Matthew Dicks's Blog, page 131

March 19, 2022

Middle school segregation

When I was in middle school, kids still enjoyed a before-school and after-lunch recess. Two recesses in a single day is uncommon at any school nowadays.

Recess at the middle school level is virtually unheard of in today’s world.

That’s because the world has turned stupid in so many ways. Somewhere along the way, free play in kindergarten was replaced with an obscene fixation on test scores. Recess was eliminated in an effort to extend instructional time in the classroom. Lunch periods were shortened to allow students to solve an additional equation or find one or two more main ideas.

Opportunities for socialization, physical activity, and free play have been minimized in an attempt to squeeze more academics into every day.

It’s all very stupid.

But my childhood wasn’t so perfect either.

Get this:

A.F. Maloney Middle School (formerly my father’s high school and now the site of the town’s library) featured a hardtop playground behind the ancient, brick building that was divided by a thick white line, segregating girls from boys.

Can you imagine? Boys and girls weren’t permitted to play together.

We could stand on opposite sides of the line to chat, but no intermingling of boys and girls was allowed.

In addition, a large strip of grass and dirt running the length of the hardtop  was reserved for the boys as well, since the boys theoretically needed more room for football, soccer, and other such athletic endeavors. This additional space made the boy’s playground more than twice as large as the girl’s and also gave us access to a stream running along the edge of the playground, around which we were also allowed to play.

Children playing in a stream at recess? Can you even imagine such a thing these day? My students aren’t allowed to ascend the mounds of snow made by snowplows in fear that they might fall off and Humpty-Dumpty themselves.

____

• _WHAT TO DO_
Using the blog post on middle school segregation, decide whether each statement agrees with it. Answer yes or no for each, and quote the words that settle it. 1. The writer's middle school had two recesses a day. 2. The girls had a bigger playground than the boys. 3. A stream ran along the edge of the boys' playground. Base your answers on this text and nothing else.

• _DATA SEGMENT_
____

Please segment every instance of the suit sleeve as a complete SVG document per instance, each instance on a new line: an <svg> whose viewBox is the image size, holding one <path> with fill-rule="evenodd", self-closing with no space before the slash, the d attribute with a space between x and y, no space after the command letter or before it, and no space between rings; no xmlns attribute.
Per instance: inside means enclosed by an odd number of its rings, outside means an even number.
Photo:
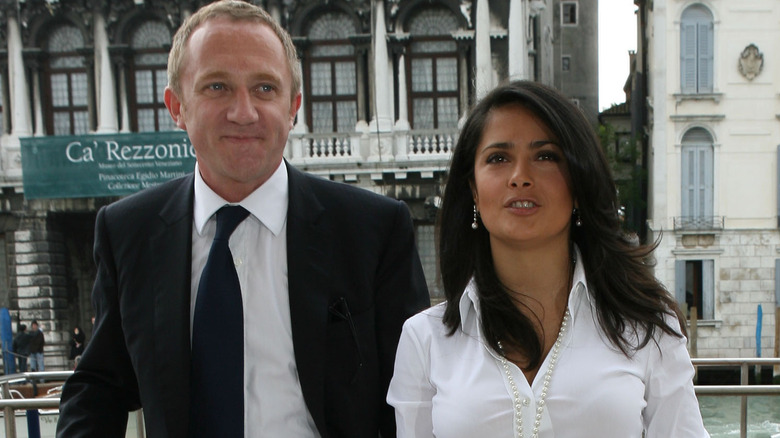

____

• _WRITTEN SOLUTION_
1. Yes: "When I was in middle school, kids still enjoyed a before-school and after-lunch recess."
2. No: "This additional space made the boy’s playground more than twice as large as the girl’s"
3. Yes: "gave us access to a stream running along the edge of the playground, around which we were also allowed to play."